# Written task:
Copy the entries below, from the line containing "Class, indicate each instance of the bison horn" through the end of the entries, substituting "in this image" for every occurrence of "in this photo" and leaving all else unchanged. Omit the pictures from your answer.
--- Begin ---
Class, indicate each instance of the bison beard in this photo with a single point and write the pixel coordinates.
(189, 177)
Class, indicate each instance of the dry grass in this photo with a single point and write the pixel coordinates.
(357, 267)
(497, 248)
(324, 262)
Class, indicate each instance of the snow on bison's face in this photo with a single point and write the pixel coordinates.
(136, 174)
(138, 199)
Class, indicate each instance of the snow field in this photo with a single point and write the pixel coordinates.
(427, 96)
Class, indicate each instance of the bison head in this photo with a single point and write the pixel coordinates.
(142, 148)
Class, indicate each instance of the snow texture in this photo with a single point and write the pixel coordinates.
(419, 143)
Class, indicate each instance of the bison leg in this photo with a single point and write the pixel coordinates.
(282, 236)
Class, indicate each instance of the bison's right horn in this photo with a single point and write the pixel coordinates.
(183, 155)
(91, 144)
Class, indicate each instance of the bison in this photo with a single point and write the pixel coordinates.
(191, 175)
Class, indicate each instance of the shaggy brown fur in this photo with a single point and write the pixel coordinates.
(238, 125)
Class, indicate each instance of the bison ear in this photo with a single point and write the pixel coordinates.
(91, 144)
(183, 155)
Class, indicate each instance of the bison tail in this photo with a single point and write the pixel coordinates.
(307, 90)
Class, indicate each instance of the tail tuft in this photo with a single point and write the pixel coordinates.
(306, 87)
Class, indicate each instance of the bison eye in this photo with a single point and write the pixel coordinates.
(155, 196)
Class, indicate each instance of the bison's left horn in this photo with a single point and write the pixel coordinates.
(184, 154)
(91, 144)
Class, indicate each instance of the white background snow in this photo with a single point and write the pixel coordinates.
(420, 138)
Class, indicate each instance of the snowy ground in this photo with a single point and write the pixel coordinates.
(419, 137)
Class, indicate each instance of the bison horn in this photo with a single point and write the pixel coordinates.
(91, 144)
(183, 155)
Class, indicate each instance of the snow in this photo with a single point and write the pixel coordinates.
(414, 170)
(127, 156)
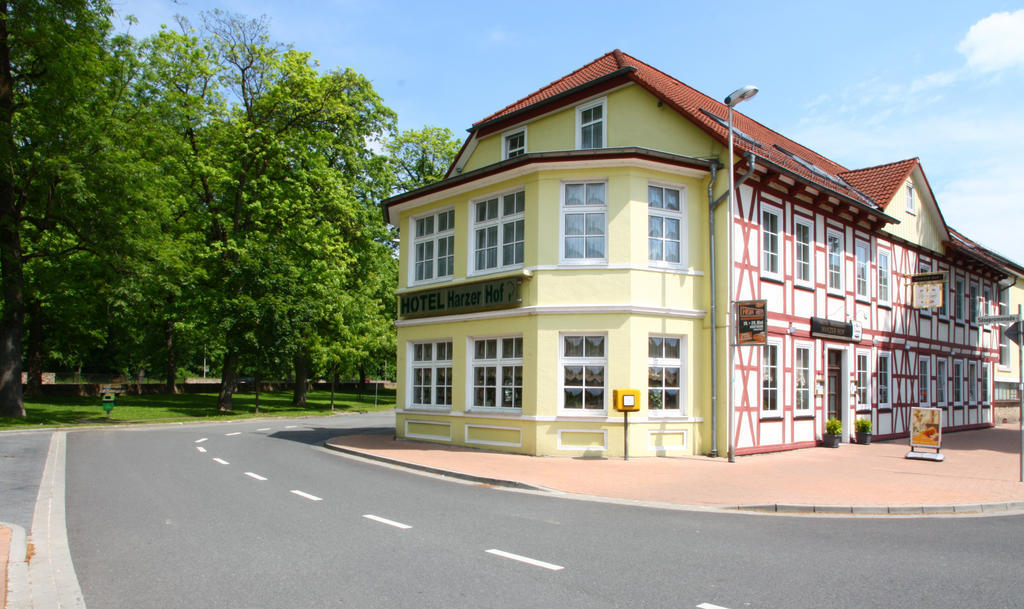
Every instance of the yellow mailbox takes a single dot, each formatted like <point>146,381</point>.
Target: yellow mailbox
<point>627,400</point>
--- End ---
# Written reply:
Class, indicate each instance of the bison horn in this image with a single point and write the pixel coordinates.
(91, 144)
(183, 155)
Class, indicate each instance of the snow in this image with a single point and write the pixel coordinates.
(414, 170)
(127, 156)
Every instance of the yellow mailbox takes a single dot, each formatted like <point>146,381</point>.
Target: yellow mailbox
<point>627,400</point>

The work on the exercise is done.